WAT WORDT GEVRAAGD ▸
• 1. Met wie raakte de geïnterviewde volgens het interviewfragment in april in de Tweede Kamer in debat?
• 2. Zet het interviewfragment voort, te beginnen na de laatste zin.
====== GETOONDE TEKST ======
Maar inmiddels worden zelfs ín ons parlement bedreigingen tegen Kamerleden geuit door andere Kamerleden.
“Het is vreselijk, echt vreselijk. Dat moeten we in de Kamer niet meer accepteren. Als je dan wegkijkt en er niks van zegt, houdt het niet op.”
Er komt nu dus een nieuw kabinet. Maar wel met dezelfde vier partijen als het vorige kabinet. Hoe wezenlijk ánders kan dat kabinet dan zijn?
“Ik begrijp dat gevoel heel goed, dat was voor ons dan ook een van de redenen om in een andere samenstelling door te willen. Dat is niet gelukt, maar de inhoud is wel totaal anders: veel progressiever, met grote ambities die vele kabinetten vooruitgaan, en met de juiste middelen daarvoor. Nu zal het ook op de ploeg aankomen; op de mensen, de juiste mengeling en diversiteit ervan. Maar ik begrijp het cynisme, de houding van ‘Eerst zien, dan geloven’. Wíj zullen moeten bewijzen dat het echt anders wordt.”
In april raakte u in de Tweede Kamer in debat met Geert Wilders van de PVV, toen het ging over uw vertrouwen in premier Rutte. U zei toen: ‘Ik vertrouw eerlijk gezegd heel weinig mensen in het leven.’ Dat verbaasde me nogal.
====== GETOONDE GEGEVENS ======
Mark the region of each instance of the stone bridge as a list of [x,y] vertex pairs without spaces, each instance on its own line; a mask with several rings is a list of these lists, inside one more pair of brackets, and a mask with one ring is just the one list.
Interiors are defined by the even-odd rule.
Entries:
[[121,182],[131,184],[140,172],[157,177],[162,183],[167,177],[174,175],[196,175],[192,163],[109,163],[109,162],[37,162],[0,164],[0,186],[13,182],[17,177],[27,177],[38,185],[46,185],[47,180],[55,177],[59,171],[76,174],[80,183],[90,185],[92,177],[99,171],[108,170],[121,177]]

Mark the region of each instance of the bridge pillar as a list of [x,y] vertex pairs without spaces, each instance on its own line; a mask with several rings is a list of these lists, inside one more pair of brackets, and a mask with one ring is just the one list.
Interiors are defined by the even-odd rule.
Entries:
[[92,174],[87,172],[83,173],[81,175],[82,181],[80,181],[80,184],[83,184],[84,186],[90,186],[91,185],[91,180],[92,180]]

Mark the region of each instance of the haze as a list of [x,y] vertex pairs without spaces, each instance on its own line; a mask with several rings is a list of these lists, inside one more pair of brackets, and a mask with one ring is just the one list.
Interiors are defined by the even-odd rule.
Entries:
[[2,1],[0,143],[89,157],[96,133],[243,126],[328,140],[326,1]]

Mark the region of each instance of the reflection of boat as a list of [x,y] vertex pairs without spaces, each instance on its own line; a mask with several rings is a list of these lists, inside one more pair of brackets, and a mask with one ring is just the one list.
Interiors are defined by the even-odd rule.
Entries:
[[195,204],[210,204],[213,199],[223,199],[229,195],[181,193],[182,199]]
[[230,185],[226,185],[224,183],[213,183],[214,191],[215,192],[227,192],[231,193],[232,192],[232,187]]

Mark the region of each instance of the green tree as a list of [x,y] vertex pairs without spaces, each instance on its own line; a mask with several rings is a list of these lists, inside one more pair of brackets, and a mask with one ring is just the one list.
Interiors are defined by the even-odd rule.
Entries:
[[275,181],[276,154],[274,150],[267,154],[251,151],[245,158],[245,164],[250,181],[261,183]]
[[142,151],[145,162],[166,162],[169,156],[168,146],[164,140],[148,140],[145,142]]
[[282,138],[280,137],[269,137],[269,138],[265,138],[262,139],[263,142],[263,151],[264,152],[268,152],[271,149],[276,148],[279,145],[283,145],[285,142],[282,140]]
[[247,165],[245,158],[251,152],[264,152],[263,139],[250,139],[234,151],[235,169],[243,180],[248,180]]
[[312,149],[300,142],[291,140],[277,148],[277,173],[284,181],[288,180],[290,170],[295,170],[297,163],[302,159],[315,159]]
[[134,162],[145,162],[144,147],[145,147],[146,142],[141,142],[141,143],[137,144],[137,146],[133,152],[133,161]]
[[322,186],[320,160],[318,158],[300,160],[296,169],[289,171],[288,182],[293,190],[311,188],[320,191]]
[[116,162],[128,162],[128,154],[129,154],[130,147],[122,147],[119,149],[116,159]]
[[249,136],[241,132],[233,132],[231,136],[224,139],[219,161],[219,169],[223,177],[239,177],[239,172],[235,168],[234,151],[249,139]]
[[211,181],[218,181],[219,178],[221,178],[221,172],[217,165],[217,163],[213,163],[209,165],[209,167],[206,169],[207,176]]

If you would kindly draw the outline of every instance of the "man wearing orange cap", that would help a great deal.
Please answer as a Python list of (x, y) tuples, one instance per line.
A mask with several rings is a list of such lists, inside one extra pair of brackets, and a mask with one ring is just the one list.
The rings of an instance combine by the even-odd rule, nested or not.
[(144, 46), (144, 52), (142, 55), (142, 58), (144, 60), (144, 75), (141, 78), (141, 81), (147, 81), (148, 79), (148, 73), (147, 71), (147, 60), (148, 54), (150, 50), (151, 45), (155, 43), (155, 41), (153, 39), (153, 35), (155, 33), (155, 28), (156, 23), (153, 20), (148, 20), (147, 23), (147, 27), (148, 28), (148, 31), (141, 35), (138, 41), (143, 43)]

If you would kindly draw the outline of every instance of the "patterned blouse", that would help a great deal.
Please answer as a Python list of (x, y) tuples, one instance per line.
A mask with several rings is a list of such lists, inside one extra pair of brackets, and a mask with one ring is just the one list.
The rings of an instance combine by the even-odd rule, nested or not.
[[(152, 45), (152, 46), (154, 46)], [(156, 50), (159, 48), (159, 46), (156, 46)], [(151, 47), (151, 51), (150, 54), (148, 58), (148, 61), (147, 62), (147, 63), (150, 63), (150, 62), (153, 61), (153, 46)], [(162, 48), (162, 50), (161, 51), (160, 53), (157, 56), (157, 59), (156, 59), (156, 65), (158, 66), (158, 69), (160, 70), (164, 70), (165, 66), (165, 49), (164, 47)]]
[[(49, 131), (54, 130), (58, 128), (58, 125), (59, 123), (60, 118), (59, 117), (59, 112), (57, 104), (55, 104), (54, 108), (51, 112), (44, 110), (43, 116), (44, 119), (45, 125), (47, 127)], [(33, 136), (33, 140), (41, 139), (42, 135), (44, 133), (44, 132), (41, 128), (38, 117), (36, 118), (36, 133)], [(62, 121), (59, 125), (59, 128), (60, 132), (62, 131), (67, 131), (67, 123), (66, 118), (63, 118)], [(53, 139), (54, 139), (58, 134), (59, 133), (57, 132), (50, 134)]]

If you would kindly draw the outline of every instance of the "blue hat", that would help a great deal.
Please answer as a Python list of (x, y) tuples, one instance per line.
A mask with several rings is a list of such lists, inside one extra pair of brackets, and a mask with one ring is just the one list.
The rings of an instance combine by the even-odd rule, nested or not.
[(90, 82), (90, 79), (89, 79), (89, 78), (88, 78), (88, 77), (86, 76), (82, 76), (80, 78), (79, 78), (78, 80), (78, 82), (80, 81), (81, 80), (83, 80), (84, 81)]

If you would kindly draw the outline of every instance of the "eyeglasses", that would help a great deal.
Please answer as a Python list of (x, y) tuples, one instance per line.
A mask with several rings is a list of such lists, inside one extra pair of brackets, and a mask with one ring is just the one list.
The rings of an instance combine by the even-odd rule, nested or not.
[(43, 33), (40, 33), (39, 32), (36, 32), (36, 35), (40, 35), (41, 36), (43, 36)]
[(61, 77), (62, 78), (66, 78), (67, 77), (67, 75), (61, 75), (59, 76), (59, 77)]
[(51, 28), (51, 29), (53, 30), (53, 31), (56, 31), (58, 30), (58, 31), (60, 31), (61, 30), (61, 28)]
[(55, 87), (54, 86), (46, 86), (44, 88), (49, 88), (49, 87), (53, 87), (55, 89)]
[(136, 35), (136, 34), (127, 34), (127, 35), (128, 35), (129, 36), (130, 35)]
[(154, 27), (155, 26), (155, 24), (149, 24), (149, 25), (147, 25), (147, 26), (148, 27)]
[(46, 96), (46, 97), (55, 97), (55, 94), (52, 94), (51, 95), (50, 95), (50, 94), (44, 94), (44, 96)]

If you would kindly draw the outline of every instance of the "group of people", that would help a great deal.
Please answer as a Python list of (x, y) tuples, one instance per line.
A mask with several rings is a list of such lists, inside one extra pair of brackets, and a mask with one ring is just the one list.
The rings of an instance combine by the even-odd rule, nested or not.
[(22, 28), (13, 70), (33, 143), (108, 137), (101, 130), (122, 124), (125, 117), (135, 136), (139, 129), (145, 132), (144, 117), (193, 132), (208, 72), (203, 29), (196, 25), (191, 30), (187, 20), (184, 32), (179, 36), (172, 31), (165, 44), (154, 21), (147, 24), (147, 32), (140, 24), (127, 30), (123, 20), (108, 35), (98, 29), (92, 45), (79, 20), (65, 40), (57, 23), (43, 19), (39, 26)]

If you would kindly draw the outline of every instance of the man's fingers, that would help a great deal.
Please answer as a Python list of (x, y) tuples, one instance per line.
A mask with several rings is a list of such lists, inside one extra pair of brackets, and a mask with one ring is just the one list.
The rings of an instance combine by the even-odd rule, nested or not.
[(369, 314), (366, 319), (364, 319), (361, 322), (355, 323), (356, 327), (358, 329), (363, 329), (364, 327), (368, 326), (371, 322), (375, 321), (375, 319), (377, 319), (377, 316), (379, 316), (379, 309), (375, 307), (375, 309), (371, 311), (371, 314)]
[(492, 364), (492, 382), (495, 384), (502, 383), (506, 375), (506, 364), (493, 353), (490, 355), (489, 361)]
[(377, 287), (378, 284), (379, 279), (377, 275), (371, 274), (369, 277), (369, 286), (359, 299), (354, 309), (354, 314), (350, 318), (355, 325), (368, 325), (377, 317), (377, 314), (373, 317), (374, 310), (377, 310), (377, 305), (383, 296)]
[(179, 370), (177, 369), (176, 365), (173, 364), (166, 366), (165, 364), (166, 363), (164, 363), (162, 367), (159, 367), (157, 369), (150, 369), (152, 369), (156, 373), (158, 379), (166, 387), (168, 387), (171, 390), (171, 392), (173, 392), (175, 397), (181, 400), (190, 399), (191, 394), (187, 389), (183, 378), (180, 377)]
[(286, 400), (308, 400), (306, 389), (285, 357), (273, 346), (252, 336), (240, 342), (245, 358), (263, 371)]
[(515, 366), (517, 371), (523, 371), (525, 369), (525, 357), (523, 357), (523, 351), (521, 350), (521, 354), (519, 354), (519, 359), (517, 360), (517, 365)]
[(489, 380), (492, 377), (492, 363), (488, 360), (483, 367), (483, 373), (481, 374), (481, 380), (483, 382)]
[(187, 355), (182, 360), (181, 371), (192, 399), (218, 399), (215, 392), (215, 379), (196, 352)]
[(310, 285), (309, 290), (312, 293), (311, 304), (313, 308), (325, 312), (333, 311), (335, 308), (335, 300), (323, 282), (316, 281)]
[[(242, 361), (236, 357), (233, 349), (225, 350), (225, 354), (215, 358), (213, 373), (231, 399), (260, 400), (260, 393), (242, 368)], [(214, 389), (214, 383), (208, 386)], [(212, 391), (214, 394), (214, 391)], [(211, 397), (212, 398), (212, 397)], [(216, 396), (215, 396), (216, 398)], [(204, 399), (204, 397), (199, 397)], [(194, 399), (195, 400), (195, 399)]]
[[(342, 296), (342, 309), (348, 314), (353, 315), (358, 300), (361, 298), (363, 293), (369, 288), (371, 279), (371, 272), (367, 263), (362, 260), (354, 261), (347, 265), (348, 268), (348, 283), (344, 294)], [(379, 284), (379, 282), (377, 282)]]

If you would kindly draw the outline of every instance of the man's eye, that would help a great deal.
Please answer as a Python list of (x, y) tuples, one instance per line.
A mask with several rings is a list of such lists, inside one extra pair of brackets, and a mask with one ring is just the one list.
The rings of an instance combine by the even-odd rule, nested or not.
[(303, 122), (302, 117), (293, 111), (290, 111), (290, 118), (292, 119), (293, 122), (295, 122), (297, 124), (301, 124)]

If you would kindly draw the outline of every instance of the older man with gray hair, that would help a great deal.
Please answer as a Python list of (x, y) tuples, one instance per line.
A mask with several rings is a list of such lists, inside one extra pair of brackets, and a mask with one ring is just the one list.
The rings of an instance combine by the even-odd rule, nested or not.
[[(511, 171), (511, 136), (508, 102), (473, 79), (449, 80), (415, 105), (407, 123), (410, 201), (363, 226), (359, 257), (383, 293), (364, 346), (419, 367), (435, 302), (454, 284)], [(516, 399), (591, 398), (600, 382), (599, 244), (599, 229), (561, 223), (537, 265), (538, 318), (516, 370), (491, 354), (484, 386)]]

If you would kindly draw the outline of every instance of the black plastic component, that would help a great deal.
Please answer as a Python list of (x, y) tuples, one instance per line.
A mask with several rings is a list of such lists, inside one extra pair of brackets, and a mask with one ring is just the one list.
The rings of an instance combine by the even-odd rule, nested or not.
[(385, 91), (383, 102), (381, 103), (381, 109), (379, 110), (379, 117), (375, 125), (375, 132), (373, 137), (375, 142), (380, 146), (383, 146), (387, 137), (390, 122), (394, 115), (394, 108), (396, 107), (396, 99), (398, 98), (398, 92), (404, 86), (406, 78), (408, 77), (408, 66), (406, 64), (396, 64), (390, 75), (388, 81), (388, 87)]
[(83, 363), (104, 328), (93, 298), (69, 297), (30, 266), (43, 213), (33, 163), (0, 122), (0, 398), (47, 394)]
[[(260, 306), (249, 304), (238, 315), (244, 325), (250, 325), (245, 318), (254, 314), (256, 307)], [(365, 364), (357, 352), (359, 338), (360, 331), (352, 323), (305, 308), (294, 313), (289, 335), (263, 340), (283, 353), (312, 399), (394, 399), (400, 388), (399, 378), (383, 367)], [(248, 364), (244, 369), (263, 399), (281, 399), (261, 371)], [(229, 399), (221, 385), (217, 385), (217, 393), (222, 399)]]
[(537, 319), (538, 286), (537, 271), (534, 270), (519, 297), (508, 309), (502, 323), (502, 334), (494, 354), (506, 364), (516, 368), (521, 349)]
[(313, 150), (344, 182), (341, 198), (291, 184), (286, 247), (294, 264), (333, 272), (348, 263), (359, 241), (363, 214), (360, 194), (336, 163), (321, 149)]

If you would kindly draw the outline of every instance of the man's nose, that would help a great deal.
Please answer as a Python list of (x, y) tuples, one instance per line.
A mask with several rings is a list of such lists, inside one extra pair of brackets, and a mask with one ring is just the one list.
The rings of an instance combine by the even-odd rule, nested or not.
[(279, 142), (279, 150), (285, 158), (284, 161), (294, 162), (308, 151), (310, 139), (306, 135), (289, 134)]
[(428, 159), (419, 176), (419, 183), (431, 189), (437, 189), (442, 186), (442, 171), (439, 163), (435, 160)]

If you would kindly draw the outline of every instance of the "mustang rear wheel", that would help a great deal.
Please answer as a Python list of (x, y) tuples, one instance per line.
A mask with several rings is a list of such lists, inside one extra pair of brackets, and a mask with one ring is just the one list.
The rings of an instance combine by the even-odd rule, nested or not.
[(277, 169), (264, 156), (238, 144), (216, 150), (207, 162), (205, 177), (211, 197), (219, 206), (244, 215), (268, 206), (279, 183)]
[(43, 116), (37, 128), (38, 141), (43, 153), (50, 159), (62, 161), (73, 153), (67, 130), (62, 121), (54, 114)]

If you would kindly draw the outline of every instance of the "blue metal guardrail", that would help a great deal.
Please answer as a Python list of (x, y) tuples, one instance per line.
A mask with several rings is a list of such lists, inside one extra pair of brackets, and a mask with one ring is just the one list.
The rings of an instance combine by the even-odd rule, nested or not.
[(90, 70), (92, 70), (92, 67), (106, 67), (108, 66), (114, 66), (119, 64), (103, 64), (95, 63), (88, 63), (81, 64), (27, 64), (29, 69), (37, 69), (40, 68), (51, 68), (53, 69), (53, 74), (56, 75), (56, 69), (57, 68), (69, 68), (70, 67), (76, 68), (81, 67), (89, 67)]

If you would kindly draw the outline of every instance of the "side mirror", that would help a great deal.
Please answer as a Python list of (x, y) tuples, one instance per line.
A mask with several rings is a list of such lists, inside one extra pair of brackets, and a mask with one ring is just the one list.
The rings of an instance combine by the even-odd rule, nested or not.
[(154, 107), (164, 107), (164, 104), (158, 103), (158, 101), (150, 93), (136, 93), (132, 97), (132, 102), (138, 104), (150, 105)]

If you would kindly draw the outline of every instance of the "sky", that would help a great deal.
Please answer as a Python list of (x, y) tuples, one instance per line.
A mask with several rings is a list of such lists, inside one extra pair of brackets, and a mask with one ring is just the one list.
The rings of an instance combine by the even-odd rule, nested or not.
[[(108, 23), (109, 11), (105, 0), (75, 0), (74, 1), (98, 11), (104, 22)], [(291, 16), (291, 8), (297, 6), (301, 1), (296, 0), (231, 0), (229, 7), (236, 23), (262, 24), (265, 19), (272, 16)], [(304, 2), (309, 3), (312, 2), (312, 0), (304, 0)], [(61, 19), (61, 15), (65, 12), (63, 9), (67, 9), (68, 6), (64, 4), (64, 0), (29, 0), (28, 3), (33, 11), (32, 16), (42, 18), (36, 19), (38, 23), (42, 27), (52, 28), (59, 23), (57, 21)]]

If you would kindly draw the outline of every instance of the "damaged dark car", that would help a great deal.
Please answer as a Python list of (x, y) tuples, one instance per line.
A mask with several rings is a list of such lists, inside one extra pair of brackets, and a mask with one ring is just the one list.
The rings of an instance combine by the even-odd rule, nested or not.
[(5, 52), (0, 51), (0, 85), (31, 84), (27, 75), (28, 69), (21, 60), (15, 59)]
======
ANTWOORDEN PER OPDRACHT ▸
• 1. Met Geert Wilders van de PVV.

• 2.
“Dat was ook niet zo handig uitgedrukt van mij. Maar eerlijk gezegd: na zo’n urenlang debat waarin je bent beledigd en onder meer ’terroristenliefje’ bent genoemd, en dan door diezelfde partij een vraag krijgt over vertrouwen, dan gaat door je hoofd: ik vertrouw eigenlijk veel mensen, maar júllie niet. Dat wil je dan ook niet zeggen in de Kamer, maar dit is dus eigenlijk de correctie daarop. Veel van mijn vrienden zeiden daarna ook tegen me: ‘Waarom zei je dat, waar heb je het over?’ Ik ben juist goéd van vertrouwen, ik word liever teleurgesteld dan dat ik niemand vertrouw. Maar in het politieke ambt zie je wel dat mensen niet altijd het geschonken vertrouwen weten te eren, laat ik het zo zeggen.”
Het gaat de komende dagen over wat er allemaal in het regeerakkoord staat. Wat er niet in staat: een hogere beloning voor het zorgpersoneel.
“We hebben als D66 in september nog een voorstel voor meer geld voor de zorg gesteund. Het is wel zo dat de zorg de grootste begrotingspost is, en die post blijft groeien. In het tempo waarin het de laatste jaren is gegroeid, kan het niet blijven doorgaan, want het verdrukt geld voor bijvoorbeeld klimaat, onderwijs en de politie. We hebben in dit regeerakkoord vooral ingezet op passende zorg, op preventie en specialisatie. Maar er gaat deze periode nog steeds 7,5 miljard méér naar de zorg. Naar bijvoorbeeld onderzoek naar volksziekten en naar de paraatheid bij pandemieën.”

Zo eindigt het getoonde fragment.